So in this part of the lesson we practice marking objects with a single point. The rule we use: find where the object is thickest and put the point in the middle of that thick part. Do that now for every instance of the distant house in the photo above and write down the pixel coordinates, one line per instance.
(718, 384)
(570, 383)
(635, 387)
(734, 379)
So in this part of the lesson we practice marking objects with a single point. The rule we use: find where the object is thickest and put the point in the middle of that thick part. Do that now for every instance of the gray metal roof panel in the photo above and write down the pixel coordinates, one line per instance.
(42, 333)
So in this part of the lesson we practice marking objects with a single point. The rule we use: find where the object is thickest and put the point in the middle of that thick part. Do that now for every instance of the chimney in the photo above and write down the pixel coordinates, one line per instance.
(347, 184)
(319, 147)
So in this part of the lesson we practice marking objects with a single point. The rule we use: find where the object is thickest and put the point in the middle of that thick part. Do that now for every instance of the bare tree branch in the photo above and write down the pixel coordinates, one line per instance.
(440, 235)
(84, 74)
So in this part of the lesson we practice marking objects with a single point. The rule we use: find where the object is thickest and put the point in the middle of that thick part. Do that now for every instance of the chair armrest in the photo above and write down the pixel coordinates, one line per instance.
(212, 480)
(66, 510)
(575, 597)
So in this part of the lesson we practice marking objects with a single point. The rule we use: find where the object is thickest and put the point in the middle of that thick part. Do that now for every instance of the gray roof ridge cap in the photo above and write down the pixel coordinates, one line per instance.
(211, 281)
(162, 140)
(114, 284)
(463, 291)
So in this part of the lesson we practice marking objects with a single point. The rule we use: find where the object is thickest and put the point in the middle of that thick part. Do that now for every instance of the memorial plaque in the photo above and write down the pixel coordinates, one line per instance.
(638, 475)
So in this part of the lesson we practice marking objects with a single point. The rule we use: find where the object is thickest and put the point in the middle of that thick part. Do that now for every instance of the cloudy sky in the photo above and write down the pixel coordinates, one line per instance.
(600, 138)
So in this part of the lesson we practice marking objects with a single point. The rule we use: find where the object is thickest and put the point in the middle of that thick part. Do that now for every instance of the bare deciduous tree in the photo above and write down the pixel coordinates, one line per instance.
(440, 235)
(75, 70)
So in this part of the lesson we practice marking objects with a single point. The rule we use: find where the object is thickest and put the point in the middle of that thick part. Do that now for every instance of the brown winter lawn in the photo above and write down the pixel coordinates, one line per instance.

**What you are asked to do**: Produce a word-for-word copy of all the entries above.

**Solution to the problem**:
So in this part of the lesson we practice marking objects with a single point. The rule we use: find where the object is thickest and put the point in the middle of that thick part. Do that now for every instance of the distant house in the photo above and write down the pixel coordinates, one line per instance.
(718, 384)
(570, 383)
(635, 387)
(734, 379)
So in this part of the lesson we practice marking objects with a single point. The rule we use: find where the object is thickest and put the point in the middle of that thick part. Do that now for every instance of the gray metal roof panel in the photo above and write down the pixel coordinates, one line per instance.
(42, 333)
So in this part of the lesson we practice marking objects with a single point. The rule we use: find where the object is thickest and put the point in the middle of that thick part. Do that now for every instance of the chimney in the photo above and write down the pixel coordinates, one line per instance.
(347, 184)
(319, 147)
So in this part of the lesson we practice marking objects with a single point. The rule we use: find where the object is thickest and put the point in the middle of that thick part. Do that now for every instance of the bare tree branch in the photo above and write down the pixel coordinates, one line per instance.
(440, 235)
(84, 74)
So in this part of the lesson we practice marking objects with a single point. The rule we use: find where the object is thickest and put the point in the middle of that thick part. Do that now for every instance of the chair armrest in the photo above and write down the pixel coordinates, one line per instance.
(212, 480)
(66, 510)
(575, 597)
So in this part of the lesson we practice marking objects with a single point. The rule we use: find where the object is thickest and put the point in the middle of that thick part. Do that now for every instance of the gray roof ridge cap in the photo above and write down the pixel coordinates, one line per instance.
(211, 281)
(162, 140)
(114, 284)
(463, 291)
So in this part of the lesson we practice marking objects with a single point. The rule we use: find where the object is thickest and put the point in the middle of that thick part. Do that now for every instance of the memorial plaque in the photo above and write down the pixel coordinates, one line per instance.
(638, 475)
So in this part of the lesson we practice marking objects with a single point. The rule we use: find where the object is thickest and put the point in the middle of that thick part. Do that now for every instance of the cloudy sky in the photo above and write down the pixel coordinates, one line per instance.
(600, 138)
So in this part of the lesson we practice marking objects with a single point. The rule we use: find where the object is thickest and put the point in the middle of that thick part. Do that now for every instance of the bare deciduous tree in the photo above and write down the pixel coordinates, one line per instance.
(440, 235)
(75, 70)
So in this part of the lesson we practice marking objects with a single point. The rule we use: find where the object is thickest and put the point in the middle of that thick part. Do that now for every instance of the brown winter lawn in the photo above and write down the pixel coordinates, one line per instance.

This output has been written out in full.